■ **Page**:
## begin

It seems to have executed correctly. I ran it on a small cluster but it 
was awfully fast at that. The row counter is there but not the others.

How is the output stored? What does it represent? I would expect a 
sequence of row ids as keys with ten rowids each as values? I used named 
vectors if that matters.

The output is of the correct type but empty. Here is the seqdump output, 
notice count=0, and the file is 97 bytes.

    pat@occam2:~/mahout-distribution-0.6$ bin/mahout seqdumper -s
    wikipedia-similarity/part-r-00000
    MAHOUT_LOCAL is not set; adding HADOOP_CONF_DIR to classpath.
    Running on hadoop, using HADOOP_HOME=/usr/local/hadoop
    HADOOP_CONF_DIR=/usr/local/hadoop/conf
    MAHOUT-JOB:
    /home/pat/mahout-distribution-0.6/mahout-examples-0.6-job.jar
    12/03/07 08:31:59 INFO common.AbstractJob: Command line arguments:
    {--endPhase=2147483647, --seqFile=wikipedia-similarity/part-r-00000,
    --startPhase=0, --tempDir=temp}
    Input Path: wikipedia-similarity/part-r-00000
    Key class: class org.apache.hadoop.io.IntWritable Value Class: class
    org.apache.mahout.math.VectorWritable
    Count: 0
    12/03/07 08:31:59 INFO driver.MahoutDriver: Program took 603 ms
    (Minutes: 0.01005)


On 3/6/12 11:09 PM, Sebastian Schelter wrote:
> Hi Pat,
>
> You are right, these results look strange. RowSimilarityJob has 3 custom
> counters (ROWS, COOCCURRENCES, PRUNED_COOCCURRENCES), can you give use
> the numbers for these?
>
> --sebastian
>
> On 07.03.2012 02:14, Pat Ferrel wrote:
>> Ok, making progress. I created a matrix using rowid and got the
>> following output:
>>
>>     Maclaurin:mahout-distribution-0.6 pferrel$ bin/mahout rowid -i
>>     wikipedia-clusters/tfidf-vectors/ -o wikipedia-matrix --tempDir temp
>>     ...

## end

■ **Stated task**: Copy out the part of the Mahout mailing-list thread starting at "Running on hadoop, using" and ending at "(Minutes: 0.01005)".

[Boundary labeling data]
## begin

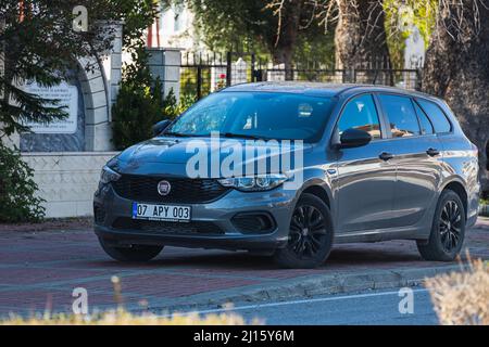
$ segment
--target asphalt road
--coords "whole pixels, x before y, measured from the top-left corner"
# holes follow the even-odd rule
[[[259,305],[236,305],[231,311],[242,316],[248,322],[260,319],[271,325],[437,324],[428,292],[421,287],[412,290],[413,313],[400,313],[399,304],[405,296],[400,297],[399,290],[368,291]],[[199,313],[225,311],[224,309],[203,309]]]

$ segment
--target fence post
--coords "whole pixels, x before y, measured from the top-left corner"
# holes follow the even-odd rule
[[[202,98],[202,64],[197,66],[197,100]]]
[[[251,54],[251,81],[256,81],[256,59],[254,56],[254,53]]]
[[[233,52],[227,52],[226,59],[226,87],[231,85],[231,74],[233,74]]]

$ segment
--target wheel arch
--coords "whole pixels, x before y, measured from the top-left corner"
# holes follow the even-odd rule
[[[464,205],[465,218],[468,218],[468,194],[463,181],[456,178],[452,179],[442,185],[441,192],[446,190],[455,192],[459,195],[459,197],[462,200],[462,204]]]

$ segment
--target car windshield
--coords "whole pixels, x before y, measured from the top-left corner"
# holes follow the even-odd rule
[[[243,139],[321,139],[333,98],[278,92],[218,92],[201,100],[164,132],[173,136]]]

## end

■ **Exercise result**:
Running on hadoop, using HADOOP_HOME=/usr/local/hadoop
    HADOOP_CONF_DIR=/usr/local/hadoop/conf
    MAHOUT-JOB:
    /home/pat/mahout-distribution-0.6/mahout-examples-0.6-job.jar
    12/03/07 08:31:59 INFO common.AbstractJob: Command line arguments:
    {--endPhase=2147483647, --seqFile=wikipedia-similarity/part-r-00000,
    --startPhase=0, --tempDir=temp}
    Input Path: wikipedia-similarity/part-r-00000
    Key class: class org.apache.hadoop.io.IntWritable Value Class: class
    org.apache.mahout.math.VectorWritable
    Count: 0
    12/03/07 08:31:59 INFO driver.MahoutDriver: Program took 603 ms
    (Minutes: 0.01005)